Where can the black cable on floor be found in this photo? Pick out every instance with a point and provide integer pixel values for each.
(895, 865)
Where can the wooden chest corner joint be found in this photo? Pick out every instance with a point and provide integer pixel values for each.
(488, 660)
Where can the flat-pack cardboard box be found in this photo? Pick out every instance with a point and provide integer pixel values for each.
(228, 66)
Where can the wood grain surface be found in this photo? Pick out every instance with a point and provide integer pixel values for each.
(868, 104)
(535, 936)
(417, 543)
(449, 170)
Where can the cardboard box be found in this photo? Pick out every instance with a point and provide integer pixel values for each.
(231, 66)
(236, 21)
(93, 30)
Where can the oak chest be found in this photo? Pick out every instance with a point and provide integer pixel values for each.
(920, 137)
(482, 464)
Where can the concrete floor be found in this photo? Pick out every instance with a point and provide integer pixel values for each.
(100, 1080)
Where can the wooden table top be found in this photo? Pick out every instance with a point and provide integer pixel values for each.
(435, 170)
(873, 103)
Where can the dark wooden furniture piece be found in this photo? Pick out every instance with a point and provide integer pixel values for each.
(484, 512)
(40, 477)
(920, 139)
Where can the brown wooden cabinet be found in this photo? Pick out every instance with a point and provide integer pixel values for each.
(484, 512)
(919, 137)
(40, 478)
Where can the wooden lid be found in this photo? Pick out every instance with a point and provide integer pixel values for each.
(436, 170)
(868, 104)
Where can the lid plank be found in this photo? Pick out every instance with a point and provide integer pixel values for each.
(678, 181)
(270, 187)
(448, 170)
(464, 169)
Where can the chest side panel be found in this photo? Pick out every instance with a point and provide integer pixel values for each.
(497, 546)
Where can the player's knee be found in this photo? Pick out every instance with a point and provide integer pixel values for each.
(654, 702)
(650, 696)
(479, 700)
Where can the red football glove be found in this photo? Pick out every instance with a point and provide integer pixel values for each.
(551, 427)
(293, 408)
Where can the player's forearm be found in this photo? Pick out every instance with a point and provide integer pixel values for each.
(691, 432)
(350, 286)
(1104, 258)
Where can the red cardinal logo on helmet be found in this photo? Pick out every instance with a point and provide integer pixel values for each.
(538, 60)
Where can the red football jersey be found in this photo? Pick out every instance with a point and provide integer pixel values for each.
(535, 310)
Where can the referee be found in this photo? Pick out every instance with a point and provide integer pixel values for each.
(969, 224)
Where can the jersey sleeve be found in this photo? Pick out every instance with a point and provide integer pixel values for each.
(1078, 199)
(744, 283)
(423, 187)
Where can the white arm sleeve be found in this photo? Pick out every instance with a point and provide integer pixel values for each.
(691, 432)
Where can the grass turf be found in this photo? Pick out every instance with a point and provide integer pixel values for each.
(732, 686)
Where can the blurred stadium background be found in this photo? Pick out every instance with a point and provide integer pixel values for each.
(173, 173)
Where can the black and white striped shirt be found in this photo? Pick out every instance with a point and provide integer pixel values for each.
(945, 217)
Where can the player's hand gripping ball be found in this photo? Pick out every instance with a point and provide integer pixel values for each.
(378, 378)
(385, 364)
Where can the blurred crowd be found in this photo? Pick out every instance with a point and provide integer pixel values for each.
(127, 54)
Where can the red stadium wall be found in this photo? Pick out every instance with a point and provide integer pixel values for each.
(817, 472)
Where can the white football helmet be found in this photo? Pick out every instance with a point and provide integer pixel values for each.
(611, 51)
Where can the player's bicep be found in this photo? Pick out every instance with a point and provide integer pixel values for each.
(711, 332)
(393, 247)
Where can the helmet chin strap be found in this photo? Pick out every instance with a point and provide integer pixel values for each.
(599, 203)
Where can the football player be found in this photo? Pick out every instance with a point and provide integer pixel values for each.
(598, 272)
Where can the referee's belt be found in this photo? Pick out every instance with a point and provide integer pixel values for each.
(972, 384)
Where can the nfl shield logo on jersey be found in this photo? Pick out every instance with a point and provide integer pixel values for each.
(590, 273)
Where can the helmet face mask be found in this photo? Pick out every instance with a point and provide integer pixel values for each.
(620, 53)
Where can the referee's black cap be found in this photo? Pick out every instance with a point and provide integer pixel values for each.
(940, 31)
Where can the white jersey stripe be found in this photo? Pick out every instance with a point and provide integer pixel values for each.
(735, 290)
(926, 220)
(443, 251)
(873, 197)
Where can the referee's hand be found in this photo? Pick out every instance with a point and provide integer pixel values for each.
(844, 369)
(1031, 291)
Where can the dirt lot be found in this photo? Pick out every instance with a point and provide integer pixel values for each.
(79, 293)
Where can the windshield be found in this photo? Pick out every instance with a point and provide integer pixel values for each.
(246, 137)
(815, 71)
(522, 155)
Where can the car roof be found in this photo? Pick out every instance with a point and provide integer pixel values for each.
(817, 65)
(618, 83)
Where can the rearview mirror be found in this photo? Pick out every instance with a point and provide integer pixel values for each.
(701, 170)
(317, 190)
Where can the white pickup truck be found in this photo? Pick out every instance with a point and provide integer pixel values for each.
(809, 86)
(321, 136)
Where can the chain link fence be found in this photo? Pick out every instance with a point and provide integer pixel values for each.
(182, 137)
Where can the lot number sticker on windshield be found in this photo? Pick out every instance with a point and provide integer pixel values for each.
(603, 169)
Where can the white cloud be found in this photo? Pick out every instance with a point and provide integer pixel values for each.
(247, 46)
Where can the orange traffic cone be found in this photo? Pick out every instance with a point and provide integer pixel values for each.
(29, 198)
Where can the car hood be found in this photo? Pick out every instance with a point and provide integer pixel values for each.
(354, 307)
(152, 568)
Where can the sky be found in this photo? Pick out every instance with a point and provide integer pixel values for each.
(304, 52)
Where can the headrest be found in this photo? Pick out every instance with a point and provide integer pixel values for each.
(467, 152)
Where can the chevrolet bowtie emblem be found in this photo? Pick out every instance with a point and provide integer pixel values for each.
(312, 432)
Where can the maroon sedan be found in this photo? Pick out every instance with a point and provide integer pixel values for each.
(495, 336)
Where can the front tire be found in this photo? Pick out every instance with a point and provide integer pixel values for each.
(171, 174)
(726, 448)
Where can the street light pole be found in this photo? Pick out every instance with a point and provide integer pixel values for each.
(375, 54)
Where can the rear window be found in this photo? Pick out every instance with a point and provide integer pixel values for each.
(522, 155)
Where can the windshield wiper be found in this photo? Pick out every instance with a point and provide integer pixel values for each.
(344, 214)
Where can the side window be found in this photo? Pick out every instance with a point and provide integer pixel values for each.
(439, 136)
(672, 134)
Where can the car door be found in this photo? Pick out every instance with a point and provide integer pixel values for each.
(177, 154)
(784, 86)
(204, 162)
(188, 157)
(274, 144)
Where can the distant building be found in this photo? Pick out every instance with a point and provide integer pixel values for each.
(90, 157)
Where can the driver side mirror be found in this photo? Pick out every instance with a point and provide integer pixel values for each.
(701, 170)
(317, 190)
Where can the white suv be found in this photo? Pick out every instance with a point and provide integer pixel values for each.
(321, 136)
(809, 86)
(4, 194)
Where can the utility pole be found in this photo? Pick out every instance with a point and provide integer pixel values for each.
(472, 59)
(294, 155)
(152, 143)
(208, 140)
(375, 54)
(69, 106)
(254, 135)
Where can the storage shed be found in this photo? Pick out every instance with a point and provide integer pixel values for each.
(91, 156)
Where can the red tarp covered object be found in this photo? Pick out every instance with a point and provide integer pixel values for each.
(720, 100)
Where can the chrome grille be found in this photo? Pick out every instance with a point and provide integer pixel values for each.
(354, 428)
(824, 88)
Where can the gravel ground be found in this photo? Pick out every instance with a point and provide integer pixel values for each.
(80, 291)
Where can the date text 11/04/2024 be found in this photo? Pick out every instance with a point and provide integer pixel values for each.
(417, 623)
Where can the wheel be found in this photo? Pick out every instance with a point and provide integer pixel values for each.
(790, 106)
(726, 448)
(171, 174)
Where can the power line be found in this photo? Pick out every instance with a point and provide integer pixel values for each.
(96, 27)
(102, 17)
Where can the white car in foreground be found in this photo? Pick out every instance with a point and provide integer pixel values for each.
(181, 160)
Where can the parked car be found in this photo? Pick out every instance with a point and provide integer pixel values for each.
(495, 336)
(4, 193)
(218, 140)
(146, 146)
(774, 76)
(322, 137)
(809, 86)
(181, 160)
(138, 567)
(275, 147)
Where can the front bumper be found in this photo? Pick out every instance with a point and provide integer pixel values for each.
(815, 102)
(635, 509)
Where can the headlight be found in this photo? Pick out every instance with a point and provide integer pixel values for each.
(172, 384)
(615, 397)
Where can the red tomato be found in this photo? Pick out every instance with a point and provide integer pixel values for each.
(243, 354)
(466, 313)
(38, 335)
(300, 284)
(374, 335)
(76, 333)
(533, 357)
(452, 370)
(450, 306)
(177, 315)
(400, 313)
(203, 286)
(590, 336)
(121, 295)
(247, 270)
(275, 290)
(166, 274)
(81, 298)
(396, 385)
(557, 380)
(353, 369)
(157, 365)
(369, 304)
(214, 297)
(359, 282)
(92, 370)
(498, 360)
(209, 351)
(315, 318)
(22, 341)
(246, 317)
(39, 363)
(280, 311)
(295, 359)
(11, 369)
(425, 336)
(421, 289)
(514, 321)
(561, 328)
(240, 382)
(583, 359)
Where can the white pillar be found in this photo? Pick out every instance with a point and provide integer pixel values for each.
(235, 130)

........

--- PROMPT ---
Your answer should consist only of the lines from the one with "Where can the power" through the last line of the entries above, retyped exactly.

--- RESPONSE BOX ---
Where can the power line be found in this photo? Pick out every instance with a point and provide integer pixel values for each.
(96, 27)
(102, 17)
Where can the white car in foreground be found in this photo? Pick out every instance with a point and provide integer pixel values for each.
(181, 160)
Where can the parked car be found in this photo? Pick out every instance with a point and provide integer pixel values for each.
(495, 336)
(4, 193)
(218, 140)
(146, 146)
(774, 76)
(322, 137)
(809, 86)
(181, 160)
(138, 567)
(275, 147)
Where can the front bumper be found in this photo? Pick out every instance with a point and provide integer pixel values for each.
(815, 102)
(635, 509)
Where can the headlight be found in this photo? Pick out every instance with a point and provide integer pixel values for each.
(172, 384)
(615, 397)
Where can the red tomato be found in this photo? Pick out every instance with a point and provide integer pixel values for each.
(243, 354)
(466, 313)
(38, 335)
(300, 284)
(374, 335)
(76, 333)
(533, 357)
(452, 370)
(450, 306)
(177, 315)
(400, 313)
(203, 286)
(590, 336)
(121, 295)
(247, 270)
(275, 290)
(166, 274)
(81, 298)
(396, 385)
(557, 380)
(353, 369)
(157, 365)
(369, 304)
(214, 297)
(359, 282)
(92, 370)
(498, 360)
(209, 351)
(315, 318)
(22, 341)
(246, 317)
(39, 363)
(280, 311)
(295, 359)
(11, 369)
(425, 336)
(421, 289)
(514, 321)
(561, 328)
(240, 382)
(583, 359)
Where can the white pillar be found in this photo? Pick out every instance with a point and provide integer pixel values for each.
(235, 130)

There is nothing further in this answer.